Text block →

[START]

This time difference can be turned into a path length difference given the local speed of sound in water along each path.  The speed of sound in the SOFAR channel varies mainly by locality and seasonal water temperature change, but not over a very large range.  Different researchers have estimated at 1460 m/s (used recently by LANL), around 1472 m/s on a bearing of 301.6 to the Arabic Sea, 1480 m/s in a comment from Curtin, and past papers with maps showing computed SOFAR sound speeds for the Indian Ocean.

Using an estimated 1488 meters/second, the path length difference from this particular event to each sensor is approximately 99.1 km. [Dr Alec Duncan at Curtin later confirmed and revised the SOFAR sound speed to more accurate values of 1487.2 for HA01 and 1487.4 for RCS paths.]

Revised Approach

An October 2015 version of this proposal previously put a stronger emphasis on the accuracy of the broader baseline triangulation, and had a calculation error using a fifth hydrophone at Scott Reef. That caused a false premise for a very narrow search area crossing the 7th Arc 60 nm East of the Batavia Sea Mount.A careful recalculation using the current method finds that the Scott Reef timing is very consistent with the HA01 triad bearing of 301.6 and the HA01+RCS triangulation.  The event appears as the Curtin researchers deduced on the Calsberg Ridge West of the Maldives. The new accuracy places the event within 50 km of 4.65N 66.62E, and thus probably seismic. The .kml file linked below shows the event area. 

Improving Accuracy

Improvements in accuracy were found by obtaining revised source locations for the hydrophones. If other candidate signals are found using a detailed analysis of more CTBTO data, further improvements could narrow the acoustic search path to within 5-10 km. New candidate events have been found using additional sparse recordings provided by IMOS, but they need confirmation using the CTBTO hydrophone data.

The width of an acoustic search path depends on an accumulation of errors in the variables.  An error in the estimated 1488 m/s does not create a large deviation from the path because the seafloor topology is very similar for both paths. Substituting the slowest 1460 m/s speed causes an error of about 5 nm SW perpendicular to the path. Is is unlikely that the SOFAR speed is much higher than the chosen estimate. The commonly published locations of the hydrophones are not accurate. The HA01 hydrophones are located about 4 km ENE of the 34.9S 114.1E listing. The center of the triad at 34.890S 114.143E is used, assuming that the three separate signals were correlated and summed for noise reduction. The 31.885S 15.0195E location used for the Rottnest RCS hydrophone were fairly accurate, based on a map showing placement of the hydrophone after retrieval from 2009-2013.  Revised locations for three hydrophones along with their recordings have been provided by IMOS. (The Scott Reef IMOS hydrophone was located 171 km SSW of the Scott Reef report used previously.) Hydrophone coordinates are probably within 1 km.

The width also is defined by the error limit of the calculations, with the highest probability toward the center. That error range can be computed by figuring the shortest and longest likely path differences. Since the path difference is a product of wave speed and time, errors in both are easily summed. Sound speed values of 1460 and 1514 m/s are used for the minima and maxima (though the value of 1488 is probably within 2 m/s).  A one second uncertainty has been estimated for the signal timing. It is hoped that the hydrophone signals could be matched to within milliseconds (as within the HA01 triad). An additional 4 km of error has been added to account for errors in hydrophone placement and sound speed variation between the paths. The result is a search path that is about 23 nm wide (42 km or 26 miles). Even with conservative estimates of the errors, this search area is rather narrow because it is much closer to the hydrophones than previously assumed, and the baseline is 160 times longer. The acoustic search path error is still relatively small compared to the 200 nm breadth of the 7th Arc search zone, and tiny compared to the length along it being searched since October 2014.

[END]

Collected material →

[START]

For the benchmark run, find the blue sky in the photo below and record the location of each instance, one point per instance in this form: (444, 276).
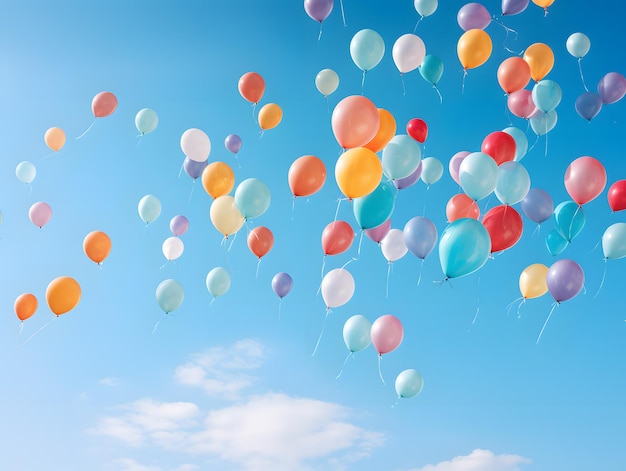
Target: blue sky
(231, 383)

[END]

Carry on the text about the acoustic search path, writing the next part after its final sentence. The listing has nothing to do with this.

The errors described can potentially be reduced to within the width of a single sonar pass by experimental post-calibration of the data. Sound speed over the path could be verified by detonation of more easily detectable test charges at a calibrated location and time anywhere near the 7th Arc search path intersection. A pattern of strong sound impulses at SOFAR depth could calibrate all hydrophones in the area to narrow the signal observation window.  The accurate bearing to the source could be used for filtering of various acoustic signals to reduce noise.  For the RCS and Scott Reef hydrophones to record the test signal, it would need to be timed for reception when they are both active, then they could be retrieved once more. A hydrophone could be lowered near the Rottnest location during the test.  Surface and seafloor detonations could be useful in characterizing the signal so that other MH370 acoustic events might be found. A surface explosion would also be detectable by atmospheric infrasound.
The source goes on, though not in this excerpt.